* What to do *
1. Answer these questions about the meditation talk.
(a) With whom did the speaker live while learning about meditation?
(b) What should you think of to get back into the body if you find yourself leaving it?
(c) What kind of light may be brought into the body?
2. Write the next part of the meditation talk, picking up after its final sentence.

━━━ Selected text

Ingenuity
December 14, 2022

Living with Ajaan Fuang and being with him as he taught a lot of people meditation, I learned that there are some things in meditation that are true across the board for everybody: things that everybody should do, things that everybody should avoid. And then there’s a large area where each person has to explore for him or herself.

Some of the things to avoid: If you find yourself leaving your body, try not to. It’s dangerous out there. You may have a sense that you’re slipping out of your body, and some people do have this, and sometimes they’re not aware of until it’s actually happened. They’re floating up and next to the ceiling as they look down at their body below. If that happens, think of the four elements—earth, water, wind, fire—and that’ll get you back in the body, where you’re safe.

If lights appear in your meditation, basically don’t pay them any attention, unless there’s a white light, and you can control it. In other words, you can make it appear, make it disappear, make it go far away, bring it close, make it large, make it small, so that you know that you’re totally in control of it. Then you can bring it into the body. Either it’ll light up the whole body or it’ll form a little kernel someplace in the body and give you some energy. As for other lights, other colors, just leave them alone.

━━━━━━
━━━ Data listing

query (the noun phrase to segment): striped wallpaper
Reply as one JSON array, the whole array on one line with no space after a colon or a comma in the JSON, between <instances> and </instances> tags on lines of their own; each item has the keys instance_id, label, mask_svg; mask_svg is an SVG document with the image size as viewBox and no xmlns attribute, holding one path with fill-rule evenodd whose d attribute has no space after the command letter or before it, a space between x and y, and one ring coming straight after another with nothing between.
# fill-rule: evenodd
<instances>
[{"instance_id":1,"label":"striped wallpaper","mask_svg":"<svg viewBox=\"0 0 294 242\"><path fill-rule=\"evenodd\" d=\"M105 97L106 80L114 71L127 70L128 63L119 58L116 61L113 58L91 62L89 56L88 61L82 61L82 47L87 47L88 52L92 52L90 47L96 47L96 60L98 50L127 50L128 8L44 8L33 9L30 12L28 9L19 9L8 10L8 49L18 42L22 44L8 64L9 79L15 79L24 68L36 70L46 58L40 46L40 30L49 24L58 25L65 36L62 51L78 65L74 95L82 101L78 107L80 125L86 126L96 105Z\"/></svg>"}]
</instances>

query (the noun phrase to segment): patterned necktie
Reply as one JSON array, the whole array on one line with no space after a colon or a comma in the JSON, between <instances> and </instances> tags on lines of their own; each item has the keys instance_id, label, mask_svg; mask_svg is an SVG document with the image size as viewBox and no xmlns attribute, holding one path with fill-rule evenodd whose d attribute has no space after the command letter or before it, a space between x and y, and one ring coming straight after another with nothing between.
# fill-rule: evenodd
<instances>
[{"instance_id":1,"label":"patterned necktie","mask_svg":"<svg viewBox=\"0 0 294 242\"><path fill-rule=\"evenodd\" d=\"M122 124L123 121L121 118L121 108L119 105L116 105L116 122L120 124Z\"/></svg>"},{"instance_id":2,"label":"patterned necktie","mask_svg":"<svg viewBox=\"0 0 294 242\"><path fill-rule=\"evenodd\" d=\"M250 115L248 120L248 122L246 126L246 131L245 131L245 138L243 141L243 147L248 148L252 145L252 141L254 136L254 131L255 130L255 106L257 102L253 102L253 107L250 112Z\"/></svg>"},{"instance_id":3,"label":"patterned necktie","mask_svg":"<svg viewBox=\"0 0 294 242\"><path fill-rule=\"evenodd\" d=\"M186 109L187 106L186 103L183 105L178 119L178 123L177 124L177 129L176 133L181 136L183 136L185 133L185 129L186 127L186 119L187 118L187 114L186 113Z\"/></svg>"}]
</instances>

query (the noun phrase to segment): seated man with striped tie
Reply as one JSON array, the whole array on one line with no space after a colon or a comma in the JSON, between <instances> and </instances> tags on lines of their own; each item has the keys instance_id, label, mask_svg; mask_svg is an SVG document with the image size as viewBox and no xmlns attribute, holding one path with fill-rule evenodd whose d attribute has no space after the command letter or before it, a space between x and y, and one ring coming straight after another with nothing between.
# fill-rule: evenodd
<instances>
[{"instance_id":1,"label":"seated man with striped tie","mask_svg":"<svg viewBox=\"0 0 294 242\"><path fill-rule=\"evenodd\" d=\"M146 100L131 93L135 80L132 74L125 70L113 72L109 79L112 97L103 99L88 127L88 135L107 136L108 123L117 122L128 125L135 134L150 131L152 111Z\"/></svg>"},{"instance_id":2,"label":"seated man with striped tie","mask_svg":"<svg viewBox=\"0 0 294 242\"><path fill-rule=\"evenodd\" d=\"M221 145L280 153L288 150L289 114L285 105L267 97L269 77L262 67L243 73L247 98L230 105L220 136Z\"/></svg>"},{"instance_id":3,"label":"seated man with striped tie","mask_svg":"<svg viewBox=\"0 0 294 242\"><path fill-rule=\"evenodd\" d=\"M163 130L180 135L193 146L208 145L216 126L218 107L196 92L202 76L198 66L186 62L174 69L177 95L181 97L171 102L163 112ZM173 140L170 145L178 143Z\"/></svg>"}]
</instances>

━━━━━━

* Responses to the tasks *
1.
(a) Ajaan Fuang.
(b) The four elements: earth, water, wind, and fire.
(c) A white light that you can control, making it appear, disappear, go far away, come close, grow large, or grow small.

2.
As for energies that come up in the body: Any energy that comes up into your head, you have to be very careful about it, because often it can get stuck up there. This is one of the reasons why we talk about opening up all the energy channels, especially the ones that allow energies to go out: out the palms of the hands, out the soles of the feet, out the eyes, down in the front of the throat. There tends to be a big blockage for a lot of people right at the throat. See if you can open it up. That way, any energy that comes up into the head has places to go.

Or any excess energy. Some people find an energy coming up the spine that can get blocked here or there. When it gets blocked, it gets you into a state of imbalance. This is one of the reasons why Ajaan Lee would focus on getting the spine cleared up as the first order of business. If energy does come up the spine, it doesn’t get blocked, it doesn’t get diverted off to one side or another.

At the same time, you’ve got to keep that sense of the energy coming down through the throat down into the chest. So if too much energy comes up the spine and gets into the head, you don’t want it to get stuck there. Think of it going down the front of the body, or up out of the top of the head. These are just a few of the don’ts that are true across the board.

As for the things you have to explore for yourself, those have to do with your sense of energy in the body. Different people relate to their bodies, especially the energy body, in different ways. People who have been emotionally repressed a lot have to be very careful. The energies can start moving around, get very strong, and then get lodged in one place or another. So again, it’s good to be able to open up all the channels you can, so that these things can go out when they appear.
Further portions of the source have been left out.